PASSAGE SHOWN —
------------------------
Global high-end lithium iron phosphate battery maker Aleees saw a rebound in YoY growth, as its combined revenue in November hit NTD$15 million, indicating resumed demand and further increasing its investments in new energy solutions for automotive use.

Aleees remarked that the firm is currently replacing its automotive lead-acid batteries with the new lithium iron phosphate options, having begun small-volume manufacturing of energy storage batteries.

According to the European Automobile Manufacturers Association's statistics, new passenger car registration in September finally hit last year's levels in the EFTA trade region at 1.3 million units. While the winter surge of the COVID-19 outbreak has hindered the economy in October, registered units hovered around 1.13 million cars, indicating that the pandemic impact has lessened on the industry than the first half of 2020.

Aleees also obtained certification from Japan's top three home-use energy storage battery firms, prompting small-volume production and expects to enter mass production next year. The pandemic delayed production progress. However, operations saw renewed growth in the latter half of this year.

While Aleees' mainly exported to Europe, Japan, and South Korea, those seeking to replace its traditional automotive lead-acid batteries are based in the European region. The trend is followed by European auto brands releasing new, upgraded car models this year, prompting stable delivery for brands using Aleees' batteries.

However, the second-wave of the pandemic has renewed worries as several governments in Europe have re-imposed restrictions, prompting a more passive outlook towards the auto market's future.
------------------------
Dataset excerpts

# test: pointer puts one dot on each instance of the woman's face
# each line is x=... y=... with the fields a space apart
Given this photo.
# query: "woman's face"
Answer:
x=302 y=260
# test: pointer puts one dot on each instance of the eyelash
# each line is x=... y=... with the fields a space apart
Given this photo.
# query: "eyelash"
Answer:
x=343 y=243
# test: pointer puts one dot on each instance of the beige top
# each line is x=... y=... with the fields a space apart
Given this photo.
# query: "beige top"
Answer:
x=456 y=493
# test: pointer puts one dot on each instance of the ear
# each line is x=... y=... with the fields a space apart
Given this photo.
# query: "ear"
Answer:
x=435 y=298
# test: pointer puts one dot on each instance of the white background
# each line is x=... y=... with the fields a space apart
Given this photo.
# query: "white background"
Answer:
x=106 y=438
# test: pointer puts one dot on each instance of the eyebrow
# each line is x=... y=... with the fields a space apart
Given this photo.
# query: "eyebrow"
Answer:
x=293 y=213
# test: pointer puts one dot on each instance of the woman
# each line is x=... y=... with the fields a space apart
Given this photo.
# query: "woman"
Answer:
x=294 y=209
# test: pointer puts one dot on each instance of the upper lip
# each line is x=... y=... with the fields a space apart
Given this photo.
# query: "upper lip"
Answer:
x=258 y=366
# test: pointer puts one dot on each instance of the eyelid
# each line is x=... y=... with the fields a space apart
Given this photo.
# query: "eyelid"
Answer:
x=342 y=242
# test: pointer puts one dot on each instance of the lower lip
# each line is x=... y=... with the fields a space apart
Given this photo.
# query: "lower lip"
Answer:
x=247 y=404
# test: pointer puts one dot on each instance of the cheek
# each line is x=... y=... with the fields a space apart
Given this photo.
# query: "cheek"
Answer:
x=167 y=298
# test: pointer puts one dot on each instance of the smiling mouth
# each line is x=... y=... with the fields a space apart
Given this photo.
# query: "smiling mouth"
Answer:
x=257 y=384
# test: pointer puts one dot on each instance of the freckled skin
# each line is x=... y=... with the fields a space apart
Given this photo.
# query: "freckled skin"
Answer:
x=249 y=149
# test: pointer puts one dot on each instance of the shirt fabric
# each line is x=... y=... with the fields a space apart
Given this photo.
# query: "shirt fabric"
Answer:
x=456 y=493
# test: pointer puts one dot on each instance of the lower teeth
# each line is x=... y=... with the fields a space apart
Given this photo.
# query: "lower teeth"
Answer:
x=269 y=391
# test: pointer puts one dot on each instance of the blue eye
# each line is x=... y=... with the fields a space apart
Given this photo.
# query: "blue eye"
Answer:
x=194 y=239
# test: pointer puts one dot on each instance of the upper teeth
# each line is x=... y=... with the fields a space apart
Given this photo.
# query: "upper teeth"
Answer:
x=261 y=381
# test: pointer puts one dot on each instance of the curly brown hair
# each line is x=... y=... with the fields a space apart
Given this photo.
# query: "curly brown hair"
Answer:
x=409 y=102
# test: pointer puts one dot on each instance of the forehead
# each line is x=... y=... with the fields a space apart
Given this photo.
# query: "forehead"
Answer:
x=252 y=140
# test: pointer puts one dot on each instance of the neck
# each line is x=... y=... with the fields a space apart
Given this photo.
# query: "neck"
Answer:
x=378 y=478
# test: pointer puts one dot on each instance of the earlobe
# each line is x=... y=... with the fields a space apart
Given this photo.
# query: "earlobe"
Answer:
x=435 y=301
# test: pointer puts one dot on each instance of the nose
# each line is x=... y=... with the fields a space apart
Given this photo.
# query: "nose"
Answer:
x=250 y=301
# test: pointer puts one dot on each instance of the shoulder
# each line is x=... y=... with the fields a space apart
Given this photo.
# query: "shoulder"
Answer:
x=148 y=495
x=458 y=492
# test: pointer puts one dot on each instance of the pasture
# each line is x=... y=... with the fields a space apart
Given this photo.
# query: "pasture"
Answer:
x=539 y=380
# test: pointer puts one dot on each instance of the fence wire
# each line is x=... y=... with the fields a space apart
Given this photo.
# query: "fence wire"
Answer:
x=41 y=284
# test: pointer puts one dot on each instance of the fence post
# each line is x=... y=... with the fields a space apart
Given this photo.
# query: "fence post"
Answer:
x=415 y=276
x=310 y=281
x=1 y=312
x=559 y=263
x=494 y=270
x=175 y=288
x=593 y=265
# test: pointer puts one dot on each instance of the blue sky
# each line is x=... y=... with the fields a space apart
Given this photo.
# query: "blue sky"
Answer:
------------------------
ASSIGNED TASK — Please list the regions and countries that the passage on Aleees names as the firm's main export markets. None of the data is needed to complete the task.

ANSWER SPACE — Europe, Japan, South Korea